Exercise aim:
How many lines in the records below contain the string "positive", matching case exactly? Reply with the number alone.

[Stored dataset items]
******

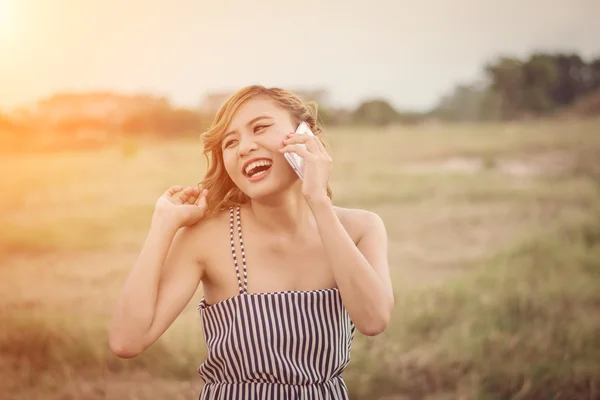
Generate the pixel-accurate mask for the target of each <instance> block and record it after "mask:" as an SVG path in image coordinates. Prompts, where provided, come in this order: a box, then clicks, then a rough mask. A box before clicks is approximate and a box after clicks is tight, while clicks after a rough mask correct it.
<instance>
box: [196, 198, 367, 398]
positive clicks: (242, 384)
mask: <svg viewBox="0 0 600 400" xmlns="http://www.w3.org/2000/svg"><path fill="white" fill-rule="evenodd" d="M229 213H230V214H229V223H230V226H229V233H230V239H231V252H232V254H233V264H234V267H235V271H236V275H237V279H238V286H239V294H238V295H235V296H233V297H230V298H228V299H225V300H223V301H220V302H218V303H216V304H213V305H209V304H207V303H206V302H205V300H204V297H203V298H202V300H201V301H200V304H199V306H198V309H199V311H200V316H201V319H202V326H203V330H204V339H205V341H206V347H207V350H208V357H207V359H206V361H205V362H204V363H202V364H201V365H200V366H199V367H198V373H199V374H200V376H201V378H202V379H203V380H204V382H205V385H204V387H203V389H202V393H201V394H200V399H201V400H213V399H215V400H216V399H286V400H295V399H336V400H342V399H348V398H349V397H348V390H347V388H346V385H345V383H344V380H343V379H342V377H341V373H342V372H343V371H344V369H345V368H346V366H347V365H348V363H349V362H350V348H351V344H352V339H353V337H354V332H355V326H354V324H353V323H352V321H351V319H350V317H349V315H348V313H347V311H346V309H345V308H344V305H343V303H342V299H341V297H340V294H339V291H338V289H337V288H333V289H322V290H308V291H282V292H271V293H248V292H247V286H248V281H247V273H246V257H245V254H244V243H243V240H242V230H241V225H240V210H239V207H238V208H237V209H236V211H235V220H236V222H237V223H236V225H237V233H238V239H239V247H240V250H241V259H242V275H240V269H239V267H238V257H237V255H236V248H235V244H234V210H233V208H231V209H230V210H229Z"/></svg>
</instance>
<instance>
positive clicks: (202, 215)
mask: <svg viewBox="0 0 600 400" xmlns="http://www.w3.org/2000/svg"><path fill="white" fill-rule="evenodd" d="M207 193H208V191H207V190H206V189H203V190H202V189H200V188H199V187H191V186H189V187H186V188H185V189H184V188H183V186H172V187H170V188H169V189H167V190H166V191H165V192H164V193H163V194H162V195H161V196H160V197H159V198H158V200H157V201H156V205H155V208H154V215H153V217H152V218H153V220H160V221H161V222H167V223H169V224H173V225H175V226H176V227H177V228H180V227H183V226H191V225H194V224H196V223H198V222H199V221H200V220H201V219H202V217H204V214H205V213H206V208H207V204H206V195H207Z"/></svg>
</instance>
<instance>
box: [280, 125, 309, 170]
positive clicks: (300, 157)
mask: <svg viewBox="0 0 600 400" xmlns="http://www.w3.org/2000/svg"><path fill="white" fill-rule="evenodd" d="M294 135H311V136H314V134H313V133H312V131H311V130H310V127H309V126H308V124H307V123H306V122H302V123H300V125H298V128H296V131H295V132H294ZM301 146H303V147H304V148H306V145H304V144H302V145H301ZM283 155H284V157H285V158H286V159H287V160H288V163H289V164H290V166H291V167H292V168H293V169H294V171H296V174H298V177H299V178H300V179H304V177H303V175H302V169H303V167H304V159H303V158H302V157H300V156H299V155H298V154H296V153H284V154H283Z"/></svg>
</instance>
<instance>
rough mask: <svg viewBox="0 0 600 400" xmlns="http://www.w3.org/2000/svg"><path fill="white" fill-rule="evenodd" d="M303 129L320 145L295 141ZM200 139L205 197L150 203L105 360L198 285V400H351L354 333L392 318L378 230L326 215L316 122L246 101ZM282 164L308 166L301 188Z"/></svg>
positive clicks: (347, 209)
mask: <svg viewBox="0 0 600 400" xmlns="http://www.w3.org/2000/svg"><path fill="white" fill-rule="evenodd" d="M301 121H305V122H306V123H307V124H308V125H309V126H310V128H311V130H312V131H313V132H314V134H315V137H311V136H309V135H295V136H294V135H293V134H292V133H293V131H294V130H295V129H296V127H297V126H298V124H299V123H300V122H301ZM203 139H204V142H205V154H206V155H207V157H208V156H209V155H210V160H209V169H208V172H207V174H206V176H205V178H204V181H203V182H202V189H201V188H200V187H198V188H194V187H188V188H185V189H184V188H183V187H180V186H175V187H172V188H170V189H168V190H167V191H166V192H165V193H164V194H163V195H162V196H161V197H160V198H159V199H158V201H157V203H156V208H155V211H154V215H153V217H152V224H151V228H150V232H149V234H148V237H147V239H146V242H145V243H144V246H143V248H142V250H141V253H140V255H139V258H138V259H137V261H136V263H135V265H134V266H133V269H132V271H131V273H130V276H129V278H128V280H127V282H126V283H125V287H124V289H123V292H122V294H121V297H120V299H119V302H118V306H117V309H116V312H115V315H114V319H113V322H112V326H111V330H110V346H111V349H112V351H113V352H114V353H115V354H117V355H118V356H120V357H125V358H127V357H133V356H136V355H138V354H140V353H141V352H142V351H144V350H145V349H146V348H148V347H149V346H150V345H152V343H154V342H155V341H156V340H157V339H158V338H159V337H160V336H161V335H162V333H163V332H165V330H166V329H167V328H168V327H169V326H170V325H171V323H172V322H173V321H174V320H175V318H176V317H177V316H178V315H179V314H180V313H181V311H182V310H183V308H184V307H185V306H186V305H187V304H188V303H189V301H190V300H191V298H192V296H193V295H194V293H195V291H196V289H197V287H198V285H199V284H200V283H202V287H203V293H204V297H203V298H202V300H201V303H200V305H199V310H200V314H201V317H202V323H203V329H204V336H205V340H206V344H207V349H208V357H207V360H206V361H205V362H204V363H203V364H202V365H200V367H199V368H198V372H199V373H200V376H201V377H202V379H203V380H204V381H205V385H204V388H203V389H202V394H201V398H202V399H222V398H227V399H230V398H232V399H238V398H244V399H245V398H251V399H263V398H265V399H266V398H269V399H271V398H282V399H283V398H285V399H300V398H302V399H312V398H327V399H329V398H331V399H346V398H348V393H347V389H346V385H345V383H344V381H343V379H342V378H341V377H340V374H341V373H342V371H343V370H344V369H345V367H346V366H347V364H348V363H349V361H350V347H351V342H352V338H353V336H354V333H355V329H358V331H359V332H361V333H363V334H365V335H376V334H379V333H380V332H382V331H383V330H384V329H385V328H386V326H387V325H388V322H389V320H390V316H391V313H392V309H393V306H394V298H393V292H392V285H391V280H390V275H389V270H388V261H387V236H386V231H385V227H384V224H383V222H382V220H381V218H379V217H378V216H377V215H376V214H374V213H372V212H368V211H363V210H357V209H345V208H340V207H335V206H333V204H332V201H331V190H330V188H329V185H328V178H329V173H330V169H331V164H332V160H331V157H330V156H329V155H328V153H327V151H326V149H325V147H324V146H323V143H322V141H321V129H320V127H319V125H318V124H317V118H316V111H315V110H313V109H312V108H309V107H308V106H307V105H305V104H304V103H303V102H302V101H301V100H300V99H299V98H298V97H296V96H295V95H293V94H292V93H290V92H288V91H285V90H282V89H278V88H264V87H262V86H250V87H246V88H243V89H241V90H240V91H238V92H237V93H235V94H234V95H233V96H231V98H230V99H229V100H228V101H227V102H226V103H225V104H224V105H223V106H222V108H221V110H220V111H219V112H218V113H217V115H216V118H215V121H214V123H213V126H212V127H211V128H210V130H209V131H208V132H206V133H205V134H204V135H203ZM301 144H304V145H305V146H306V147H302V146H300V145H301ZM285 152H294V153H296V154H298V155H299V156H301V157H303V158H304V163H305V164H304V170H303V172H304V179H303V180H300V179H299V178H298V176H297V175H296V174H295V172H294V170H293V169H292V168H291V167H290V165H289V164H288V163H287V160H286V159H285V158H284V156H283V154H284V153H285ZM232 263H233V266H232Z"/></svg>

******

Answer below:
4